Problem:
Filter the records below, keeping only lines with the string "yellow".

Record set:
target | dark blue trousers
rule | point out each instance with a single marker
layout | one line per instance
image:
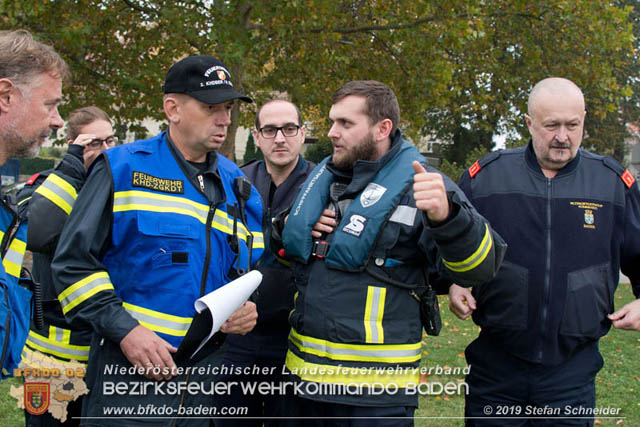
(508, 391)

...

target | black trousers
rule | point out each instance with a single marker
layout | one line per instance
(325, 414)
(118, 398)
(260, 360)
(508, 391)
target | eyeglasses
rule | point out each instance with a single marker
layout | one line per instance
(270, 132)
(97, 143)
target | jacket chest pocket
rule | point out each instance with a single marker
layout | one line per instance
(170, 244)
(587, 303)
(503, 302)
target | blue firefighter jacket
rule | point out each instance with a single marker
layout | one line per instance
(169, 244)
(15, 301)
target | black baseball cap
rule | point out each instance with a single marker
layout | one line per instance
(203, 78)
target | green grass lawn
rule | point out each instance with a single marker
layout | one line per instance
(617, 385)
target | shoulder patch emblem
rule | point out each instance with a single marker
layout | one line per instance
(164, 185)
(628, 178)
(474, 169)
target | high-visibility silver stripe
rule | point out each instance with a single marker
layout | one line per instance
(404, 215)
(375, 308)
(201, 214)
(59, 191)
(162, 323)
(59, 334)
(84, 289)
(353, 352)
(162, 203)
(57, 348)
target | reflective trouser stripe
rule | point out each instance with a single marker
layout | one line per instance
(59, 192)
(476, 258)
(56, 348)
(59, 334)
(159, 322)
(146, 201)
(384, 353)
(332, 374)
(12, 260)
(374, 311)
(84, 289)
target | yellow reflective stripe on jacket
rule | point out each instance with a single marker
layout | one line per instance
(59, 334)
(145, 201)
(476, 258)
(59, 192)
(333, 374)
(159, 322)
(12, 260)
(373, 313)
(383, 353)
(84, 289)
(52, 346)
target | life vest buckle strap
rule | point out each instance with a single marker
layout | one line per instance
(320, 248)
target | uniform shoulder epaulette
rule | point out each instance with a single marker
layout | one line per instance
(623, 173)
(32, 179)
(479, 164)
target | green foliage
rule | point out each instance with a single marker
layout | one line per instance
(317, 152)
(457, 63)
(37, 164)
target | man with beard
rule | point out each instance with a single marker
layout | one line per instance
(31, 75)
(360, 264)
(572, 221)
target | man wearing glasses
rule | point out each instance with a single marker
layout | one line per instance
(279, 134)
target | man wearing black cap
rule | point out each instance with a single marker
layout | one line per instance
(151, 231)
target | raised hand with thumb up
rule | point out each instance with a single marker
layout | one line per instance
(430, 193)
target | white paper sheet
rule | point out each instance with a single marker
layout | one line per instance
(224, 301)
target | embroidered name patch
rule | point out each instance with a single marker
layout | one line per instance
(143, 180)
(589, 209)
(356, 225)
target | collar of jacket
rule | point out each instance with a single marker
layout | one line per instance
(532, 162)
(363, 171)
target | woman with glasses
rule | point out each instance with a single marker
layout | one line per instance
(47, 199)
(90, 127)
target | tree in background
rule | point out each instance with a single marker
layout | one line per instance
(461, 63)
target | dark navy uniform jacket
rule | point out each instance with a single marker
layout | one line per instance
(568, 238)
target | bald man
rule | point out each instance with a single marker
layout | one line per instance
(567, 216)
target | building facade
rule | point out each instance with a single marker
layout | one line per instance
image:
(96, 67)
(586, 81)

--

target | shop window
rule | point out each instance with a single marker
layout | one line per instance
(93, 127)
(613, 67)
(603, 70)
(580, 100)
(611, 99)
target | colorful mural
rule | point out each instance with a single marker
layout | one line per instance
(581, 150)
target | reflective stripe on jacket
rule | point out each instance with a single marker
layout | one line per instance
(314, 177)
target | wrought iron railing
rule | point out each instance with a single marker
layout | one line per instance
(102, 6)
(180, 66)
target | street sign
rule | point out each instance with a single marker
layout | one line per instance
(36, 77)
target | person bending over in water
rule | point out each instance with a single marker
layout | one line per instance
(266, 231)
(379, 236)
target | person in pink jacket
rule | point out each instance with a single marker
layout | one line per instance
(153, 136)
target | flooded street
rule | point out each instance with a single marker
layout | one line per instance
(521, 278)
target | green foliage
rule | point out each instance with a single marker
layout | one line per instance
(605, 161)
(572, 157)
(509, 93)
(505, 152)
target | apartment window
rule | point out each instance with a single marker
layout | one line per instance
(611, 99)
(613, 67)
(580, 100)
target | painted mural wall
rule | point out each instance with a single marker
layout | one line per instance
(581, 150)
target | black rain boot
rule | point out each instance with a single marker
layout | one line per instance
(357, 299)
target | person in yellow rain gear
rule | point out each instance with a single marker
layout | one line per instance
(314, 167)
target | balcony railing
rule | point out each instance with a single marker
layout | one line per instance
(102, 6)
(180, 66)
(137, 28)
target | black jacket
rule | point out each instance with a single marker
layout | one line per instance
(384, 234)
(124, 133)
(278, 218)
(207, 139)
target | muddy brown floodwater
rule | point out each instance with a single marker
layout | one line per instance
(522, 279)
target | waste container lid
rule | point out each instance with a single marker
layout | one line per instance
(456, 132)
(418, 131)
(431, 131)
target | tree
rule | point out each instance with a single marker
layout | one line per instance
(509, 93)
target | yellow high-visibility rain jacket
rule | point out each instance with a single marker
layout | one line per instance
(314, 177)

Response area:
target | yellow reflective stripe on jacket
target | person in yellow rain gear
target | yellow high-visibility rain jacket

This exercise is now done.